Request:
Pull out each line in the records below that contains the word "face", and copy every such line in full.

== Data entries ==

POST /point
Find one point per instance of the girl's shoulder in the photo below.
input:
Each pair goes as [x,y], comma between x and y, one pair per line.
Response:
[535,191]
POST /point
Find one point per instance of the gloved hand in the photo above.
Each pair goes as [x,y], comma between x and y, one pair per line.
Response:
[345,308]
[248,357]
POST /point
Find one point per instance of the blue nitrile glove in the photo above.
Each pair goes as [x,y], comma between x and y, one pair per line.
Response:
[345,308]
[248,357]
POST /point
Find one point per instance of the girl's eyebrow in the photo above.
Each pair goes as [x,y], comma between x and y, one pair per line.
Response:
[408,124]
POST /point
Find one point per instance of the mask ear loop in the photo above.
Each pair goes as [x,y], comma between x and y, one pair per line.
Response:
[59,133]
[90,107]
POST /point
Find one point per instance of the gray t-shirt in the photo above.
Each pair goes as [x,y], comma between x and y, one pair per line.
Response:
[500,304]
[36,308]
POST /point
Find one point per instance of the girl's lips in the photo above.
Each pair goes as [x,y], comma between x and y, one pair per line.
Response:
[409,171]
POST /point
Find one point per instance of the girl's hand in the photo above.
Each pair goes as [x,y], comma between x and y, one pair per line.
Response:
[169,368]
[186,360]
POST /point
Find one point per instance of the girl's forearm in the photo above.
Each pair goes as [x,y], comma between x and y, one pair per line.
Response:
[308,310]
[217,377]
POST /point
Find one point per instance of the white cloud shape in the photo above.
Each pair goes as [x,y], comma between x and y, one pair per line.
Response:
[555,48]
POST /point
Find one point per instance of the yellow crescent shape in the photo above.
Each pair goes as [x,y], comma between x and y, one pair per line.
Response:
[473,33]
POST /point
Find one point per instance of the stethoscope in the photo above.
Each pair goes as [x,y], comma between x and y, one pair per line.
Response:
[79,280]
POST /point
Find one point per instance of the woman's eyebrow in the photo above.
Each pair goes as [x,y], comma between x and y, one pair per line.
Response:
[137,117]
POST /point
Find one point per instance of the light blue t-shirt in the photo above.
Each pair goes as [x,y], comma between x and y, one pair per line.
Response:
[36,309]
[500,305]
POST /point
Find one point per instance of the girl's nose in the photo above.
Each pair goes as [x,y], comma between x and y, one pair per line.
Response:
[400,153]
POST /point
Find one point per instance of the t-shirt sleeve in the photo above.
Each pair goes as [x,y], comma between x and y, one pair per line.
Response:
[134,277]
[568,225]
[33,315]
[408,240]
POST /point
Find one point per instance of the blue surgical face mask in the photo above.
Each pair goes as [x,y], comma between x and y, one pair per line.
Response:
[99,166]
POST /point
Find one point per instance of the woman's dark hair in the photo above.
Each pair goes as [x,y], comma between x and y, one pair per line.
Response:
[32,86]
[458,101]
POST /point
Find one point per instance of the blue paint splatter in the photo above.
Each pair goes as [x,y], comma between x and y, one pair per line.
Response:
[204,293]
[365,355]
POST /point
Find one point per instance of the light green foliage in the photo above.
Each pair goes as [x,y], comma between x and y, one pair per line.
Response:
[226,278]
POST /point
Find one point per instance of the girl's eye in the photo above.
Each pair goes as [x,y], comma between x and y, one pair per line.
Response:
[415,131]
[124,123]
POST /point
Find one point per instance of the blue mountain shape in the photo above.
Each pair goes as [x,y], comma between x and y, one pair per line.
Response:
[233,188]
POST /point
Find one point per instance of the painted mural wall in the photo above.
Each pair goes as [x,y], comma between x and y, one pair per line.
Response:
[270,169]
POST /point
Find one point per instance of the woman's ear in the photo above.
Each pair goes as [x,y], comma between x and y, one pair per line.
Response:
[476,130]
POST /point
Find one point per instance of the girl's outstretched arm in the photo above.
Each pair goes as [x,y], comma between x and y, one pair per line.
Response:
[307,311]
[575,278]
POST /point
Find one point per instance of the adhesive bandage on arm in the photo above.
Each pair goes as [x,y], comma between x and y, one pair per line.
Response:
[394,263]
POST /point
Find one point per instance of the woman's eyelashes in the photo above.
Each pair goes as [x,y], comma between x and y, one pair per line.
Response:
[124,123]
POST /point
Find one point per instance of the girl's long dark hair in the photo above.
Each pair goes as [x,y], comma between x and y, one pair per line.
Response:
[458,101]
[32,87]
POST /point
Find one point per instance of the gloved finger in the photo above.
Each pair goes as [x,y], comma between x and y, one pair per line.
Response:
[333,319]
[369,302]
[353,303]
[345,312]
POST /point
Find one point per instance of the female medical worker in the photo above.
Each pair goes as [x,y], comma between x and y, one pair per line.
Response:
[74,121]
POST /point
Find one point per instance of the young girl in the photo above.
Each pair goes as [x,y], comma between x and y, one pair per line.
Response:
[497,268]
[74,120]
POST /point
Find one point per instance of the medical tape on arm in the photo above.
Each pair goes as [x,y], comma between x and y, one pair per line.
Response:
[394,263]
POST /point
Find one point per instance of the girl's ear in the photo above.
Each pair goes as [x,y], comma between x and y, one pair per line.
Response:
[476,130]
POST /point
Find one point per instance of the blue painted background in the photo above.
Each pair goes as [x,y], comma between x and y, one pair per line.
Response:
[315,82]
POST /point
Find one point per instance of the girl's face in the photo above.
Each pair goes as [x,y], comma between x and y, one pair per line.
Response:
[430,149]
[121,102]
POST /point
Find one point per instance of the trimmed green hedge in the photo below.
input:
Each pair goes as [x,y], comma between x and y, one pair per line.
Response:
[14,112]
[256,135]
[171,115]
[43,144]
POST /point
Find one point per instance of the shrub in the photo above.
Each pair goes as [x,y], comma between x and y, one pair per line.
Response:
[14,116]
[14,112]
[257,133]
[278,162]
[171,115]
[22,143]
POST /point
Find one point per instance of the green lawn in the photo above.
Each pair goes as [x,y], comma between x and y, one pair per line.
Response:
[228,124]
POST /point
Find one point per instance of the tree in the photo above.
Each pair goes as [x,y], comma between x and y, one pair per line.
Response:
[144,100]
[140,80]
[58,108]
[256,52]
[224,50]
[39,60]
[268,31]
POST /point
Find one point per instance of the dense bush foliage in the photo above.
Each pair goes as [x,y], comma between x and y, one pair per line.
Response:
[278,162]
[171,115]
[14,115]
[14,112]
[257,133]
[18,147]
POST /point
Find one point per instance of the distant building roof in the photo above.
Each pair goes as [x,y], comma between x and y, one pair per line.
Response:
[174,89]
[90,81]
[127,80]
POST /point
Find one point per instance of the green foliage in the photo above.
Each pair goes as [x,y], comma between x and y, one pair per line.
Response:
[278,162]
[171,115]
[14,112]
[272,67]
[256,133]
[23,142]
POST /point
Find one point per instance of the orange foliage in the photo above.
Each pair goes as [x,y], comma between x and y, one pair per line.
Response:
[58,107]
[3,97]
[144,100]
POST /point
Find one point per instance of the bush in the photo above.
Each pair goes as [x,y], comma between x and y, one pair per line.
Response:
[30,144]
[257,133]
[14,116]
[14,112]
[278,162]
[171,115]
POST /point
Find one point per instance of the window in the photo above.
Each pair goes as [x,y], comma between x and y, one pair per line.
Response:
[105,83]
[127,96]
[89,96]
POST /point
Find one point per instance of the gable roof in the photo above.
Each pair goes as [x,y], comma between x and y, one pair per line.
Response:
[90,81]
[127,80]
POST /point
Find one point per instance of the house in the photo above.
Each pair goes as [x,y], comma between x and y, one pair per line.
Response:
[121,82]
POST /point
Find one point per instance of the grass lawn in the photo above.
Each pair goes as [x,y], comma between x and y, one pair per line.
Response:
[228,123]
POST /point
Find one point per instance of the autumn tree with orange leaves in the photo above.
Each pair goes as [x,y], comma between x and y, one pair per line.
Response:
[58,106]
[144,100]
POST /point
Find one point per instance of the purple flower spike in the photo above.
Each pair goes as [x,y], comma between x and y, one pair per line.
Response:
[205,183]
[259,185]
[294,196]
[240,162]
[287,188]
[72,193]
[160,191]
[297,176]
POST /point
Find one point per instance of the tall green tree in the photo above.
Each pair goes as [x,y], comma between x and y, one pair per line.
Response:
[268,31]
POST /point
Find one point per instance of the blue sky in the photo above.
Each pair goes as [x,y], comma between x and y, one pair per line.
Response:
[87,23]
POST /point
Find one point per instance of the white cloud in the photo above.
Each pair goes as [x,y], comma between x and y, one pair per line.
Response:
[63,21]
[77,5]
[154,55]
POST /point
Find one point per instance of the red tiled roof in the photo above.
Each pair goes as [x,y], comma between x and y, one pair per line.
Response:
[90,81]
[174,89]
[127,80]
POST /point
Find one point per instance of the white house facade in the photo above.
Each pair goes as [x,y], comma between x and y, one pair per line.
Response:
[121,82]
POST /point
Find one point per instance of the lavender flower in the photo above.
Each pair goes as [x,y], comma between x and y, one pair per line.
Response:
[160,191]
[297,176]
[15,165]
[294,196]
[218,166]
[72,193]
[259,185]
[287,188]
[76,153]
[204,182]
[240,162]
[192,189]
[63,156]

===
== Data entries ==

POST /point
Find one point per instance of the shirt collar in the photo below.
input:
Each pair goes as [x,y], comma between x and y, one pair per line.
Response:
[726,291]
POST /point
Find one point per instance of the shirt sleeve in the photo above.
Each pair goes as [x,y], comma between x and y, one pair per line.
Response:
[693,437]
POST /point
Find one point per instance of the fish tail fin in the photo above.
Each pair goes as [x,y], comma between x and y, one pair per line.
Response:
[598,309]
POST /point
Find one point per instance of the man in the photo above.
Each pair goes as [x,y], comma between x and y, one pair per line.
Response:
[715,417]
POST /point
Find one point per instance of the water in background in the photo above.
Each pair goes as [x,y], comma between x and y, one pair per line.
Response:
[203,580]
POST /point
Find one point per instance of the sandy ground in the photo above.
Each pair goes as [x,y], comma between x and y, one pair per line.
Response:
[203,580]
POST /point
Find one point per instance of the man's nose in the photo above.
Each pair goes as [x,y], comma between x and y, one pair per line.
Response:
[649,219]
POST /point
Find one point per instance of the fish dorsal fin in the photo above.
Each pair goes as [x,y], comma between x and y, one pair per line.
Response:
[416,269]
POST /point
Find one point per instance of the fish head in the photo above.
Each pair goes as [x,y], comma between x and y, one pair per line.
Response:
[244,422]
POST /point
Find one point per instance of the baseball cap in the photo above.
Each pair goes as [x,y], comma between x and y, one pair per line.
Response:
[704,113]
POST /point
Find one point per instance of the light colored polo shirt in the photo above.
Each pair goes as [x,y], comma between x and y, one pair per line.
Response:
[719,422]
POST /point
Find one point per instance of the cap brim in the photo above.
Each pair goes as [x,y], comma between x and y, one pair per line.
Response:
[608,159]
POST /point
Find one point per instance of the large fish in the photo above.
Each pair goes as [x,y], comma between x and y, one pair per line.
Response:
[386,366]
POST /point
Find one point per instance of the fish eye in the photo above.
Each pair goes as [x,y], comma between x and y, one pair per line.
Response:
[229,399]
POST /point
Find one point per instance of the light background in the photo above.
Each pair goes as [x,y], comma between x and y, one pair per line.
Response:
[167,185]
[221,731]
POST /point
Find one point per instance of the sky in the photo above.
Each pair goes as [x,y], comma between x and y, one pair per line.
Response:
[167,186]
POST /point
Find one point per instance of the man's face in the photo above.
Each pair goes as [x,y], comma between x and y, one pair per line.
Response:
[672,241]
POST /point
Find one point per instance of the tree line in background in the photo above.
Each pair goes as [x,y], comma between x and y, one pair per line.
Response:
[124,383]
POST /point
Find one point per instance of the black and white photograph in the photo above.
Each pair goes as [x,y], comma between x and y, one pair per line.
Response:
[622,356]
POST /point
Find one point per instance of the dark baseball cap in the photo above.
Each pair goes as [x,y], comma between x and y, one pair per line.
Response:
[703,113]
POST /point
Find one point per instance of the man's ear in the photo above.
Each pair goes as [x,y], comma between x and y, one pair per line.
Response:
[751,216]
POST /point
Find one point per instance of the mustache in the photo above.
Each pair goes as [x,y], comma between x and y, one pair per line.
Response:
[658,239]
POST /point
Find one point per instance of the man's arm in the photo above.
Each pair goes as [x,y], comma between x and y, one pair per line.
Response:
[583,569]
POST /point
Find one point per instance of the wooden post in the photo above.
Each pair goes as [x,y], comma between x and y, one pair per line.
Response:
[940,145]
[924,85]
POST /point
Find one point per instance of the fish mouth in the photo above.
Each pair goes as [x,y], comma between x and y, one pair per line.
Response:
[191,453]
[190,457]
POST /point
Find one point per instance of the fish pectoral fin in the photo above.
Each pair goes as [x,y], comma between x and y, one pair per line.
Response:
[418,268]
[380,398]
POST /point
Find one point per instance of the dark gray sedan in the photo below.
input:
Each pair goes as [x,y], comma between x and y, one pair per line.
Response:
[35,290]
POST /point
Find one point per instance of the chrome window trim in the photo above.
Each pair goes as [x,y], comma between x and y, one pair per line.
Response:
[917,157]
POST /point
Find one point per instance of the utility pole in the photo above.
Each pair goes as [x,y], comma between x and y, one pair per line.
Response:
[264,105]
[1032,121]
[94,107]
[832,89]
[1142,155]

===

Solution:
Find one point per instance of the blue surgical face mask in the photo above.
Find one point per instance of the girl's face in the photo above.
Find one point per instance of the man's face in the photo above.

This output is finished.